**Provided passage:**
--- BEGIN ---

Soon after they lose jobs, Somali officials start hurling fierce criticism on the system they hawked hard when they were holding offices.

In recent years, in an era of sophisticated technology and advanced virtual connections among the global community where exposure is high, Somalis are experiencing an increased trend of politicians changing minds towards regime frequently. Albeit this is seen happen for political harvest and grassing rather than spontaneous vibe motivated by considerations of common interest.

Belly politicians, as some locals refer them to, who knows, maybe they represent that characteristic. These public officials, when they are within the circle of the ruling system, they are popularly known for being jubilant protectors of the system, fending it at local deliberation platforms and mainstream media, spreading and promoting merely the positive aspects, complemented by tailored propaganda of the system. When through any reason – be it underperformance or constrained power-sharing adjustment – they are stripped of jobs, they begin directing hostile critics, often too destructive including the revelation of confidential matters against the ruling system they protected hard before the dismissal.

--- END ---

**Work to do:**
- 1) The piece on Somali officials says politicians often change their stance toward the regime. What reason does it give for this?
- 2) Answer these questions about the piece on Somali officials:
(a) What name do some locals use for these officials?
(b) What two reasons does it give for officials being stripped of their jobs?
(c) Where do officials defend the system while they are still in office?
- 3) Carry on the piece on Somali officials from its final sentence.

**Data rows:**
--- BEGIN ---

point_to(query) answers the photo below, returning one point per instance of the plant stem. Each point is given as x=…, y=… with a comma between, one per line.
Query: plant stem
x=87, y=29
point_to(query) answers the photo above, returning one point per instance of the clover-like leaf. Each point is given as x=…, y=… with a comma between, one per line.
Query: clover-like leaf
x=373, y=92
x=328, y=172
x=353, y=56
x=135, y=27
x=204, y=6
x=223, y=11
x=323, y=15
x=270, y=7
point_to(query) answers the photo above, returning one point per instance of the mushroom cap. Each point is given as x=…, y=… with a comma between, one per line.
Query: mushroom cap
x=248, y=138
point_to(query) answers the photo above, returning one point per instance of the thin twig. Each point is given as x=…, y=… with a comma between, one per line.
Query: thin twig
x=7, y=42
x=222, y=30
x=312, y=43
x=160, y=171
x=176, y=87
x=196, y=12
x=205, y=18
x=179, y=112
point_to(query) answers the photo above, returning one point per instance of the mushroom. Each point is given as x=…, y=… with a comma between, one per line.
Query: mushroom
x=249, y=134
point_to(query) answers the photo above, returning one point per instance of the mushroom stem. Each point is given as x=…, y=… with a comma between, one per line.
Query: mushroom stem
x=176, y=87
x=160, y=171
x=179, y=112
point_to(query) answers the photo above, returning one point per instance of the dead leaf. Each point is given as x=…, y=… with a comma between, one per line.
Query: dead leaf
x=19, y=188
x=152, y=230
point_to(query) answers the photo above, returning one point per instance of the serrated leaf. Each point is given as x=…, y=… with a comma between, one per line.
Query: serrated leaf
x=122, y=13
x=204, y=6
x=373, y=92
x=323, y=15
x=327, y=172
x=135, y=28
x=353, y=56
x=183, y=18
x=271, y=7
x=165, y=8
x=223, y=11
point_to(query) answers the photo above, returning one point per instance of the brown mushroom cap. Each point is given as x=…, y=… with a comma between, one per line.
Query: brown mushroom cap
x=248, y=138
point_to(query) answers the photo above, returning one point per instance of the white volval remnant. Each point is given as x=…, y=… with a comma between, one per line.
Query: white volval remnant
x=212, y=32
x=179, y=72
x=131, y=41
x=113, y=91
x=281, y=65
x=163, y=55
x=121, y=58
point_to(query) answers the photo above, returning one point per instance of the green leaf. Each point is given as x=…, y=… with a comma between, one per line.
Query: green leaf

--- END ---

**Exercise results:**
- 1) It says the changes happen for political harvest and grassing, not out of a spontaneous feeling driven by concern for the common interest.

- 2)
(a) Belly politicians.
(b) Underperformance, or constrained power-sharing adjustment.
(c) At local deliberation platforms and in the mainstream media.

- 3)
This is when it comes to the minds of Somalis that the infamous expression of a ‘belly politician’ conversed vigorously locally is true in the political industry of Somalia context. Contradicting orations and positions of the daily political discourse obtained from them go on the record, which some of them if one makes a comparison between the conflicting views that go parallel from one person, brings out the intense magnitude of the individually interest-based attitude of Somalia’s public officials.

Oftentimes, people question whether the fired official (s) had been free and independently assuming his/her constitutional functions during their tenure in the job, because a different color of them is witnessed right after a few days of their ejection from office, holding grudges and accusing the former ruling team of a bad job and, their lack of desire on working towards attaining institutional output.

Advocacy over the administration promotion and its sustainable grip on the power is part of their daily task so long as the system keeps them in the job. In some instances, you could also spot a public official, who is mandated with, or tasked on, the non-political field of work such as productive and social works sectors, peddling propaganda of the ruling system at local mainstream media.

Obviously, there is a great deal of duty in his/her area of work that demands the energy and zeal he/she is conversely squandering in peddling party propaganda. Ironically, this official can rapidly turn his/her back on if a dry spell is faced.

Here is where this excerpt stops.